EXERCISE DETAILS
Repeat the material verbatim and drop the pictures.

GIVEN DATA
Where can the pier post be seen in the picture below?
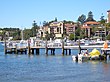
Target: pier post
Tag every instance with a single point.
(32, 51)
(69, 51)
(46, 48)
(37, 51)
(62, 48)
(5, 47)
(29, 50)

IN RESPONSE
Where can the pier post be seen in the picture below?
Target: pier post
Tag every instance with a single point.
(32, 51)
(69, 51)
(46, 48)
(37, 51)
(62, 48)
(5, 47)
(29, 50)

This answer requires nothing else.